__Activity__
Pull out each line of the records that contains the word "positive", copying every such line in full.

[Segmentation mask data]
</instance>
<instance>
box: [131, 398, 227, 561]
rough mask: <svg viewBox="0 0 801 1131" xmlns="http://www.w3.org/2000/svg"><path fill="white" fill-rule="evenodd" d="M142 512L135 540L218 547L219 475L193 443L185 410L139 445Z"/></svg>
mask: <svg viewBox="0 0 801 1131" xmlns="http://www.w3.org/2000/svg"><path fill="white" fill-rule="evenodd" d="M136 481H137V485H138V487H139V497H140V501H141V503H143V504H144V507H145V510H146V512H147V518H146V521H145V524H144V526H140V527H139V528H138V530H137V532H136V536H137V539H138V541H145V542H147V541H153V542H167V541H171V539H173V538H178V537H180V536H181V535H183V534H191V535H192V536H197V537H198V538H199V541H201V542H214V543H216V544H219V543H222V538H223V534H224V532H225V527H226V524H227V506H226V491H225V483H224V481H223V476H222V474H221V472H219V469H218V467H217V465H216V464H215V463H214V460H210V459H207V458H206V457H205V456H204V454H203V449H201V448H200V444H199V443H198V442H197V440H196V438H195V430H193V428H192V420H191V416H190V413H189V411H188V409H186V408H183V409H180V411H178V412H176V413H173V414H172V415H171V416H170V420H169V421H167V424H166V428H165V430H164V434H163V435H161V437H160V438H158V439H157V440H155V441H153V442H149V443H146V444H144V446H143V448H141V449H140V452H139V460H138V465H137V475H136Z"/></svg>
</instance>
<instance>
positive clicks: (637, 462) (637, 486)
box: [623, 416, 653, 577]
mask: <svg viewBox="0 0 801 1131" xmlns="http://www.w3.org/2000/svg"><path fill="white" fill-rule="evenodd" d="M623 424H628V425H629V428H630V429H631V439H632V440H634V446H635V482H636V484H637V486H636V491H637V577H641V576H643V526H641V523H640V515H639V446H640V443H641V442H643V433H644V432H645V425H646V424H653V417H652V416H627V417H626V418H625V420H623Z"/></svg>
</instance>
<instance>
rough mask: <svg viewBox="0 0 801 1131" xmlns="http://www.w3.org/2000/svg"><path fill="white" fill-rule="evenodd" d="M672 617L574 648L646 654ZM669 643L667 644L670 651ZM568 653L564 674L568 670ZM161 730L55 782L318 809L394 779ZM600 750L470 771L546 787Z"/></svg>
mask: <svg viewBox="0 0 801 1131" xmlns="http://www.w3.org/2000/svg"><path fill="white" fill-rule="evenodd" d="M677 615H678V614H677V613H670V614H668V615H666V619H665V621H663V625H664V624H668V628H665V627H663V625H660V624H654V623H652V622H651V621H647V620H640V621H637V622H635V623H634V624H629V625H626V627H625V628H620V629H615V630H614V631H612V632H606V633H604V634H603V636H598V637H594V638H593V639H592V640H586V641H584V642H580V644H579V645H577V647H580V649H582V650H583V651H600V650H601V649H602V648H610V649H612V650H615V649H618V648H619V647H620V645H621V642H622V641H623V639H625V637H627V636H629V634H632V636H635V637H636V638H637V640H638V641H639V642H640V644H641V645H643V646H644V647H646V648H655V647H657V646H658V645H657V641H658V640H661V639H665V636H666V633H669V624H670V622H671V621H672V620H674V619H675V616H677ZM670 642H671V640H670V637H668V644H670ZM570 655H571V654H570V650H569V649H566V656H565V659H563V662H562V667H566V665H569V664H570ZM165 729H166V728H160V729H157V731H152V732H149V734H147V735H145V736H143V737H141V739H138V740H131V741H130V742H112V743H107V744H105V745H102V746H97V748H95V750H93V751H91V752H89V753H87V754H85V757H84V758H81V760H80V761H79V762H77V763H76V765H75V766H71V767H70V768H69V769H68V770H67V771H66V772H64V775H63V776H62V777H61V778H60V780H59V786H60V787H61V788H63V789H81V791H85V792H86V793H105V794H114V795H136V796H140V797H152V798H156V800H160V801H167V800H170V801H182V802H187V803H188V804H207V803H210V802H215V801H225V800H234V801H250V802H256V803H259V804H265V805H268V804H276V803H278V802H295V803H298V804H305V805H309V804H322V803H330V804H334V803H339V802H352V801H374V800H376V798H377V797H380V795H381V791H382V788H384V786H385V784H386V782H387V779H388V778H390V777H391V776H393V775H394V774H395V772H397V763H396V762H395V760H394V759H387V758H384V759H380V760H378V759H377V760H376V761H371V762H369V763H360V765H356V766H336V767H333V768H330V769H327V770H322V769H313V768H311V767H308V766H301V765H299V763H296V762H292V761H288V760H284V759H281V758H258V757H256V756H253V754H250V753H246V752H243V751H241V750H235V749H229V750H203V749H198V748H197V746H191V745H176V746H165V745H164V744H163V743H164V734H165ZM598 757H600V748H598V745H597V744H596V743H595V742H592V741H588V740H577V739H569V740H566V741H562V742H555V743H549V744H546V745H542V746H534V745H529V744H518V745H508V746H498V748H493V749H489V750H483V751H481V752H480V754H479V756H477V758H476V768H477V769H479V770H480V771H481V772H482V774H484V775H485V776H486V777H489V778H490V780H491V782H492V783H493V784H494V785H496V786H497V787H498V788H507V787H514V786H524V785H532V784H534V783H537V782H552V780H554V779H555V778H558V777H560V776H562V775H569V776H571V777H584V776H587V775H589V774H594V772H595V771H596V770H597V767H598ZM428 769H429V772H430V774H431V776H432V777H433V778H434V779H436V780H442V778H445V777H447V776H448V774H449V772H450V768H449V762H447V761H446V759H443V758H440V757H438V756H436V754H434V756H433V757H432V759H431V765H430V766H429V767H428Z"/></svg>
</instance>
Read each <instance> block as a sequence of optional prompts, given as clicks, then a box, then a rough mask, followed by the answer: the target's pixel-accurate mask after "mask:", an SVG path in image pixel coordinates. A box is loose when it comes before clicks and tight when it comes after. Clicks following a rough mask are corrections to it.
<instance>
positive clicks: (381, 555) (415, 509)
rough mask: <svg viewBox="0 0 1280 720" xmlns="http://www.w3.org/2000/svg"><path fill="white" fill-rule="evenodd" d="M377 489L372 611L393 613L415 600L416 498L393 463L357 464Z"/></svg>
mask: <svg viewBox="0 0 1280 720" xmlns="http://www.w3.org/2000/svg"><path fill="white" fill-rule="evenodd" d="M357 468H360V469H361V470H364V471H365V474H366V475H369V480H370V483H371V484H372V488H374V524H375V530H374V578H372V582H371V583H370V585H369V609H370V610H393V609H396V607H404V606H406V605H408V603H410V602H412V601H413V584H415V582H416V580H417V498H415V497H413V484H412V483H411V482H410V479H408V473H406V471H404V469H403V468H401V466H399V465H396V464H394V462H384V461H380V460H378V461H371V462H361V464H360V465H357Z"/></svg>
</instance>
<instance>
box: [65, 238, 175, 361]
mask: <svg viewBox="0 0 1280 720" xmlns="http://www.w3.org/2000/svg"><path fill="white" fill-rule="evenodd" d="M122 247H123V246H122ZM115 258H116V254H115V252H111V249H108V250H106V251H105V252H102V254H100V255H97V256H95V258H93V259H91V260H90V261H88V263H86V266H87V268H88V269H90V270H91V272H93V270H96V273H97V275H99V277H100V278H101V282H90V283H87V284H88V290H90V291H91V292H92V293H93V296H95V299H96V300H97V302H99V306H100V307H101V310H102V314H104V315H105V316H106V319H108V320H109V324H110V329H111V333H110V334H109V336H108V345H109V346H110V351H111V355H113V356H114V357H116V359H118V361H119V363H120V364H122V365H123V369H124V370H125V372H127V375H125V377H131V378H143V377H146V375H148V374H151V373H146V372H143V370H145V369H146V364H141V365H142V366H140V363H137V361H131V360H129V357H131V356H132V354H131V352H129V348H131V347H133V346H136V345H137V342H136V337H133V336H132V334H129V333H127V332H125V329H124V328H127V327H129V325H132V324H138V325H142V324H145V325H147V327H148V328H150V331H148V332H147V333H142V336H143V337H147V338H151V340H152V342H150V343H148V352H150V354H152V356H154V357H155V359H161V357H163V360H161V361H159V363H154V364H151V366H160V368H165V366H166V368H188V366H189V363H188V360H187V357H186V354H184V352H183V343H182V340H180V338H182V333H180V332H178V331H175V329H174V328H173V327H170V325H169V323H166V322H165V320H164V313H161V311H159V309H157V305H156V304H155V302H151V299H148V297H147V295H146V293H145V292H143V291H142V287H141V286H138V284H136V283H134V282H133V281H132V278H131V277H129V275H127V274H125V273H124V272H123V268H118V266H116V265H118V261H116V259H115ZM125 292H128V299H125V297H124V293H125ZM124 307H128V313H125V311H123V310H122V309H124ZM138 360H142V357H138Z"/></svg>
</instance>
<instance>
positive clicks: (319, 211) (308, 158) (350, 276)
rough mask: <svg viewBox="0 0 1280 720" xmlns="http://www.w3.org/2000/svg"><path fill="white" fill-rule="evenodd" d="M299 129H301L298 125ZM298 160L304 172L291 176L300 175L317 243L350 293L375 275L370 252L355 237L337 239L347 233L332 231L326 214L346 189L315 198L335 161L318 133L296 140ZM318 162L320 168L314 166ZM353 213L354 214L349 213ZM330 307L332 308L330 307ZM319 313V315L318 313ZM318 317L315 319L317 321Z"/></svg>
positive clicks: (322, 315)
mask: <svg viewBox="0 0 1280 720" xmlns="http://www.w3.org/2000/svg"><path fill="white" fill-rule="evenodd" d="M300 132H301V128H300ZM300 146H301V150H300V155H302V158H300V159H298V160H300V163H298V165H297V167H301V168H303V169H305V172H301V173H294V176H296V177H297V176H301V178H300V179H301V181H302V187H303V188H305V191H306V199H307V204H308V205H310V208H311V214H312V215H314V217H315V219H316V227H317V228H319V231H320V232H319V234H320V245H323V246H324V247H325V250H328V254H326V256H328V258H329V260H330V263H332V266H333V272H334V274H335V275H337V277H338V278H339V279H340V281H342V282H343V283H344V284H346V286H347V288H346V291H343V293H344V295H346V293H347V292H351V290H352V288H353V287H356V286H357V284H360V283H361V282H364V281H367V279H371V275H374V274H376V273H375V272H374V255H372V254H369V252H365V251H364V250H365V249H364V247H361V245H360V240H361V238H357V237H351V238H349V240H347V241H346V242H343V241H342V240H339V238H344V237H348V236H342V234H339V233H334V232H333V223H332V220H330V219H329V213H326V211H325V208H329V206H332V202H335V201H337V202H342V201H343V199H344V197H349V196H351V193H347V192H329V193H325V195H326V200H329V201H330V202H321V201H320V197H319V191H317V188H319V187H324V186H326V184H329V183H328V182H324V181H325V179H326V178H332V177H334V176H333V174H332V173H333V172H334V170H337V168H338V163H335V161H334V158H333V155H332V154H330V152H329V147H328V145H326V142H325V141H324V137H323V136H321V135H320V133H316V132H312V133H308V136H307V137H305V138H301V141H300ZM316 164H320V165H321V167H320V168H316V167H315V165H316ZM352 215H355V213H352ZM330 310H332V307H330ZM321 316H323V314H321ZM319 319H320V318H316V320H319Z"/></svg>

__Written solution__
positive clicks: (637, 462) (637, 486)
positive clicks: (381, 555) (415, 509)
positive clicks: (319, 211) (308, 158) (350, 276)
positive clicks: (322, 315)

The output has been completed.